» Given problem
Repeat the lines below word for word, everything from the line containing "Place one keypoint on each instance of the white t-shirt" down to the line containing "(1171, 665)", with both of those lines included.

(Rows from a pointing dataset)
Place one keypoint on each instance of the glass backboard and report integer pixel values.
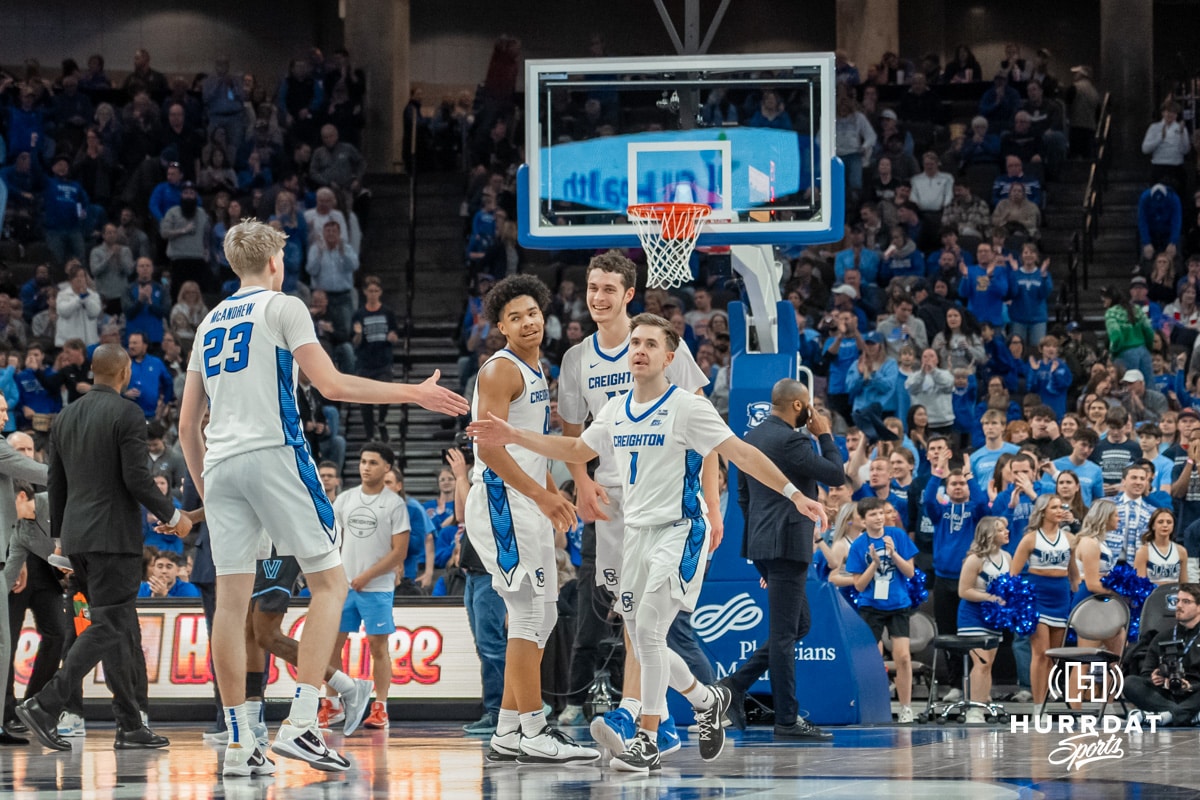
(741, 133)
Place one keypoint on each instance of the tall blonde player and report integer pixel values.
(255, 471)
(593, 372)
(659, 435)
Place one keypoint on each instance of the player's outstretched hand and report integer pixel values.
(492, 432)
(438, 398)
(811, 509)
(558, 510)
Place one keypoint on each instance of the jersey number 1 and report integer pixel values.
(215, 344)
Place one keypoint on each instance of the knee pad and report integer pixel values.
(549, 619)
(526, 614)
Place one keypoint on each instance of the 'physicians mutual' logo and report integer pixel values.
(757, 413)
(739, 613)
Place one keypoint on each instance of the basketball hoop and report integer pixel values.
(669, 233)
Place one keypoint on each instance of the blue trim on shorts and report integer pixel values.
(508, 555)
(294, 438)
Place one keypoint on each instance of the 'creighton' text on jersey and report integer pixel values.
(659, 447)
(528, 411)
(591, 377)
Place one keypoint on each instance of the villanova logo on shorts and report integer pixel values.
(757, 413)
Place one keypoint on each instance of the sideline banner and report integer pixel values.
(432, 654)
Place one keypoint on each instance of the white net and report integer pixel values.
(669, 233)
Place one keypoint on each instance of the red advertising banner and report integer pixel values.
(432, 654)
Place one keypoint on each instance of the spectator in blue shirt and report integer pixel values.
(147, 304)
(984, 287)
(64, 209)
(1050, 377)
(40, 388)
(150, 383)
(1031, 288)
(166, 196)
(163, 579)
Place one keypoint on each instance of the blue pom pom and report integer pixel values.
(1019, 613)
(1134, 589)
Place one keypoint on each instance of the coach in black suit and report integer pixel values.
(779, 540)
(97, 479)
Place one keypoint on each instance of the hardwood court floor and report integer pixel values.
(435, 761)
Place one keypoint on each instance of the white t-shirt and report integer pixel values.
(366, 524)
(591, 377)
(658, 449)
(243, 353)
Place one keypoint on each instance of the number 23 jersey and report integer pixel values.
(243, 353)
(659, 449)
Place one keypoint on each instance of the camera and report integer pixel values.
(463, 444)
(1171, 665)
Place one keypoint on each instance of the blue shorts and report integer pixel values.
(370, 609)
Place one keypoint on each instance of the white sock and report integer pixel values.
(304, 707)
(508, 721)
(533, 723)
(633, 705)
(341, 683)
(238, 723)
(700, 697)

...

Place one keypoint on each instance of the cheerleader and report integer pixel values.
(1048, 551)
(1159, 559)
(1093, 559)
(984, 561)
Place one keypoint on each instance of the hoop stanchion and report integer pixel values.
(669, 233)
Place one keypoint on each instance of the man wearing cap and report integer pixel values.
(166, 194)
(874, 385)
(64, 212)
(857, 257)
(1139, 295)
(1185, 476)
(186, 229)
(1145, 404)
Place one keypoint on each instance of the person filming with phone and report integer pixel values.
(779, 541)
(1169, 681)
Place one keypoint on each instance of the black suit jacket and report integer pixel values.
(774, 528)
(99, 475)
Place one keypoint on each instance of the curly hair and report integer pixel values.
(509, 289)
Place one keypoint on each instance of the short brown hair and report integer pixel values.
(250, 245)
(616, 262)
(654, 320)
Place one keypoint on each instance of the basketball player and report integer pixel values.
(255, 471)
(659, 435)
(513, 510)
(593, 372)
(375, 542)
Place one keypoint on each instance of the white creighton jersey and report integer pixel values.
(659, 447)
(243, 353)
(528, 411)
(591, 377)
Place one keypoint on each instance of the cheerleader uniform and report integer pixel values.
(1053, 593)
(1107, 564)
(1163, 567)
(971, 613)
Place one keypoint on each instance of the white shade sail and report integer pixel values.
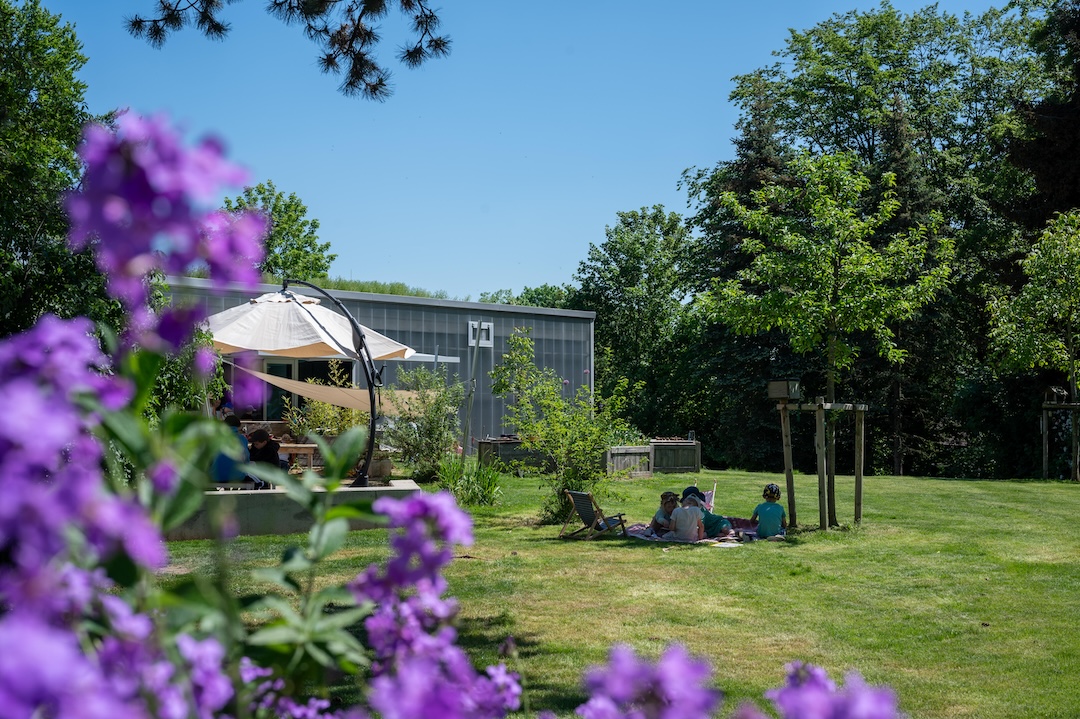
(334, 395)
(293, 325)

» Reply
Place one keypoint on each instance of the white t-shirt and report integer pixel values.
(366, 524)
(591, 377)
(658, 449)
(243, 353)
Place one keypoint on each instance of the number 23 jersey and report integer pixel values.
(243, 353)
(659, 449)
Place one keypoint on each instance of the camera and report integer pixel values.
(463, 444)
(1171, 665)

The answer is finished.